--- Data listing ---

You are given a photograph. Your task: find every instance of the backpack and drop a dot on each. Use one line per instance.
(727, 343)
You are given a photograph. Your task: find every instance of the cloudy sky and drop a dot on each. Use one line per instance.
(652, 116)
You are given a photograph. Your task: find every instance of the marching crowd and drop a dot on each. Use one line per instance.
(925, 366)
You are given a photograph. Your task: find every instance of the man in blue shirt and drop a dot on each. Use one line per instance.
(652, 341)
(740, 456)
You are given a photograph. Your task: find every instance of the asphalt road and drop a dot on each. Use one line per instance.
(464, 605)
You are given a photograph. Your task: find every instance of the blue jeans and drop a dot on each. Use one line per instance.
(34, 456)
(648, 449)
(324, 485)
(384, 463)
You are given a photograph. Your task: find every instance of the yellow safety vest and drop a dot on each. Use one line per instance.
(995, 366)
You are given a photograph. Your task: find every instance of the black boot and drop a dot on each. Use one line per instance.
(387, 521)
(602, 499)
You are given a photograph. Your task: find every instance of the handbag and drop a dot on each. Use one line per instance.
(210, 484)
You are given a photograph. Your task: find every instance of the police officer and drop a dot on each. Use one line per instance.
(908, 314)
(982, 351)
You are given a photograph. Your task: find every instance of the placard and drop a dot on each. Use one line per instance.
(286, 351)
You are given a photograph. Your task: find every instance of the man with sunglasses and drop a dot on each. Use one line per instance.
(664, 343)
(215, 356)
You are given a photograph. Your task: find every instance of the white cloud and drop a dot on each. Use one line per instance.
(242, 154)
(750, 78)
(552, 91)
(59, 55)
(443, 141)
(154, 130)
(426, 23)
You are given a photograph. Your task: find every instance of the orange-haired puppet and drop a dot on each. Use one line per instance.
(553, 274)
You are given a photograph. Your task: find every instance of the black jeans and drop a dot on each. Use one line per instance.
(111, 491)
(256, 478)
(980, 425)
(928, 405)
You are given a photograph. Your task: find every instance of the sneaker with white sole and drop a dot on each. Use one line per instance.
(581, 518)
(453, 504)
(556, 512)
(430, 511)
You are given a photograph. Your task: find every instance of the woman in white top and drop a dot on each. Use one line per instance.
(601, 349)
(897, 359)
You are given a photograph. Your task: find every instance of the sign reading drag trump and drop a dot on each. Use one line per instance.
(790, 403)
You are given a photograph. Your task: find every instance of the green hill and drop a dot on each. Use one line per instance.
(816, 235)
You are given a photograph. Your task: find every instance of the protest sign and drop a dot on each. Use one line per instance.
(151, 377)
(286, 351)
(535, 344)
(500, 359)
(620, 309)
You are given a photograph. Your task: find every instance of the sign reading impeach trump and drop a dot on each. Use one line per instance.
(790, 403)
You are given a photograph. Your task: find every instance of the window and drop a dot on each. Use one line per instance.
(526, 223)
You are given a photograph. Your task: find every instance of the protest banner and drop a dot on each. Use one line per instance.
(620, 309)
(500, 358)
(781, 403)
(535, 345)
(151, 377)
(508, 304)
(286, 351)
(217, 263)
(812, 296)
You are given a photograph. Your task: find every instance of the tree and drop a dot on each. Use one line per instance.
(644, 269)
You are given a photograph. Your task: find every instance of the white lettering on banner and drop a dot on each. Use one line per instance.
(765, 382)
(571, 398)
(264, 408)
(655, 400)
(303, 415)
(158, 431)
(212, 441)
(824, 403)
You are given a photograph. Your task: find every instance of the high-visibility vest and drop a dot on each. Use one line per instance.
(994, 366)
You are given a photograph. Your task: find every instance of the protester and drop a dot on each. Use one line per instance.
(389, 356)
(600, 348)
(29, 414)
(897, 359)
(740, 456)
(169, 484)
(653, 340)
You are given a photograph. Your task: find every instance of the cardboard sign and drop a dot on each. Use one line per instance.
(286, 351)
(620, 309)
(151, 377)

---

- Set task -
Copy the listing above verbatim, from its first line to its last.

- The response -
You are given a photograph. Your task: find every instance of the backpack and drop a dot on each. Use one line per instance.
(727, 343)
You are given a photograph. Your task: find every instance of the cloudy sky and drop a dot on each. Use one line per instance.
(652, 116)
You are given a photograph. Your task: find every instance of the marching crowd and drop a dot on each. Use one line per instance.
(925, 366)
You are given a photograph. Your task: find every instance of the man in blue shirt and drop a dot on each. Use one line per instance.
(652, 341)
(740, 456)
You are given a photograph. Your task: find every instance of the asphalt road and drop a dot on each. Use one line per instance.
(464, 605)
You are given a photograph. Your task: find every instance of the blue jeans and drop a dot on each. Use one line per instance.
(34, 456)
(648, 449)
(324, 485)
(384, 463)
You are given a photograph. Your task: find every instance of the yellow safety vest and drop a dot on each. Use one line per instance.
(995, 366)
You are given a photograph. Your task: find every instance of the black boot and drop a dot on each. Use one line per instance.
(387, 521)
(602, 499)
You are given a photograph. Your task: find every instance of the handbag and drop a dot on each. Use one line per instance.
(210, 484)
You are given a photograph. Your task: find every instance of the police officer and drop a dot on each. Use one line per instance.
(908, 314)
(982, 351)
You are given a photograph. Your task: find every instance of the placard and drop a dot on each. Use one line per instance.
(286, 351)
You are given a photograph. Your task: find every instance of the man with sunglasses and drop a dot on each. Use one line per instance.
(664, 343)
(215, 356)
You are given a photograph. Your task: find every instance of the white cloud and drop a dot on each. Use one line per instance.
(242, 154)
(750, 78)
(552, 91)
(59, 55)
(443, 141)
(154, 130)
(426, 23)
You are given a photograph. Your task: find every instance of the orange-haired puppet and drop a dot on each. Use one line per instance.
(553, 274)
You are given a photograph. Your task: find every instance of the black jeans and drop a dot on each. Use one line per instance.
(111, 491)
(256, 478)
(980, 425)
(928, 405)
You are given a photograph. Your task: find every instance of the sneaker with white sole and drop a dot on each. Use one line per instance.
(581, 518)
(453, 504)
(556, 512)
(430, 511)
You are given a photograph. Your task: find every instance of the woman in white top and drop a dot on each. Use one line per instance.
(601, 349)
(897, 359)
You are given a photograph. Your task: find every instance of the sign reading drag trump and drop a dot on each. Use one line per instance.
(790, 403)
You are given a photograph. Your task: find every instance of the green hill and drop a dot on each. Use one line per instance.
(816, 235)
You are given a photograph. Your task: find every instance of the protest sign and drop a dot on each. Use one line per instance.
(151, 377)
(286, 351)
(535, 344)
(500, 359)
(620, 309)
You are given a photograph. Your task: find every instance of the sign reading impeach trump and drop a dot on each. Use one line per instance.
(790, 403)
You are given a photograph. Your task: find every instance of the window and drop a dot on each. Use one line per instance.
(526, 223)
You are given a photograph. Your task: find every instance of the protest banner and drop a dot on each. Use one line per instance.
(620, 309)
(500, 358)
(781, 403)
(535, 345)
(151, 377)
(508, 304)
(286, 351)
(217, 263)
(812, 296)
You are given a photograph. Your task: find every instance of the tree and drop a dot on each. Use one line per instance.
(644, 269)
You are given a photograph. Your task: find every instance of the white lettering on banner and drop a dot on each. Use one line per instance.
(765, 382)
(571, 398)
(264, 408)
(655, 400)
(303, 415)
(158, 431)
(212, 441)
(824, 403)
You are given a photograph. Your task: find every instance of the high-visibility vest and drop a dot on each. Use one line per instance.
(994, 366)
You are given a photograph. Your task: find every instance of the protester and drop a dot on each. Use one line per instance.
(389, 356)
(600, 348)
(29, 414)
(897, 359)
(740, 456)
(169, 484)
(653, 340)
You are given a photograph. Your task: find every instance of the cardboard sign and drop a dot on each. Use one line per instance.
(286, 351)
(620, 309)
(151, 377)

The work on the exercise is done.